Consigna 1
Según el fragmento, ¿qué hiere a los subsaharianos cuyo cuerpo ensangrentado muestran los noticieros?
Consigna 2
Explica, con lo que dice el fragmento, por qué la prostituta de las entrevistas aparece a contraluz.
Consigna 3
Transcribe literalmente el pasaje del fragmento, comenzando por "Ahora bien, estos" y continuando hasta "concertinas. Terrible música.", por favor.

Fragmento del documento
○ ○ ○ ○ ○ ○ ○
Ahora bien, estos asuntos candentes nos llegan a nosotros descompensados, y quizá en ello radique la injusticia que los mantiene vigentes y cada día más pujantes. A los menores que han entrado ilegalmente se les difumina la cara en el telediario, y la prostituta de las entrevistas está a contraluz, para no ser reconocida -dijo una de ellas en la tele- por su hija pequeña, que la creía sanitaria de primeros auxilios y no mujer de la calle. Pero la realidad cruda sí alcanza, incluso en los noticieros y periódicos menos sensacionalistas, al cuerpo ensangrentado de los subsaharianos heridos por los alambres de las concertinas. Terrible música.
Lo curioso es que en todas estas imágenes, en todas estas historias que aquí evocamos, en todas esas noticias que nos inquietan e inquietan o deberían inquietar a los distintos gobiernos de la nación, sólo hay actores de reparto. ¿Dónde están los protagonistas? ¿Por qué no se ve nunca al primer actor del drama, al captador avispado, al especulador del disfrute ajeno, a la madame propietaria del burdel de lujo, al embaucador que cobra el pasaje, al capitán de la lancha que ha de naufragar, al enlace que volverá a cobrar al otro lado del mar o la frontera? Ellos son los personajes estelares, los capos bien vestidos de una industria de compraventa cárnica entre particulares, los nuevos héroes de un milagro económico al por mayor, en el que los secundarios hacen bulto pero no tienen papeles.
Aún más portentoso resulta que, hoy, en el tiempo de la minuciosa revelación de los delitos ocultos en la política, los puteros de las pateras no tengan nombre, ni domicilio fiscal, ni guarida, ni dejen rastro de sus fechorías criminales en puertos y ensenadas, aunque les acechen con drones las policías de Occidente. Hemos de estar contentos, sin embargo: la justicia, ese reino prometedor de esperanzas, va a dar un respiro a la esclavitud de las putas, habiéndose anunciado por el gobierno de Pedro Sánchez la abolición por ley del puterío.
○ ○ ○ ○ ○ ○ ○
Entradas proporcionadas
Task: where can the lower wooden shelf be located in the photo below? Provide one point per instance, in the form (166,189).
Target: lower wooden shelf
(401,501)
○ ○ ○ ○ ○ ○ ○
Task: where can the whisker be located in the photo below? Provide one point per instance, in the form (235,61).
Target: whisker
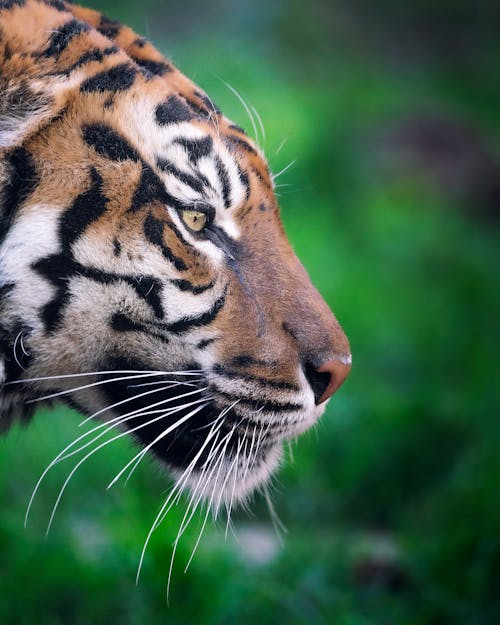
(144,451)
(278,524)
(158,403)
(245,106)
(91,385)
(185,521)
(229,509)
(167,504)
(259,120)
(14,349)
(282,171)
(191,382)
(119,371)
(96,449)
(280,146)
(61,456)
○ ○ ○ ○ ○ ○ ○
Resultado del ejercicio 1
Los alambres de las concertinas.

Resultado del ejercicio 2
Aparece a contraluz para que no la reconozca su hija pequeña. La niña creía que su madre era sanitaria de primeros auxilios y no mujer de la calle.

Resultado del ejercicio 3
Ahora bien, estos asuntos candentes nos llegan a nosotros descompensados, y quizá en ello radique la injusticia que los mantiene vigentes y cada día más pujantes. A los menores que han entrado ilegalmente se les difumina la cara en el telediario, y la prostituta de las entrevistas está a contraluz, para no ser reconocida -dijo una de ellas en la tele- por su hija pequeña, que la creía sanitaria de primeros auxilios y no mujer de la calle. Pero la realidad cruda sí alcanza, incluso en los noticieros y periódicos menos sensacionalistas, al cuerpo ensangrentado de los subsaharianos heridos por los alambres de las concertinas. Terrible música.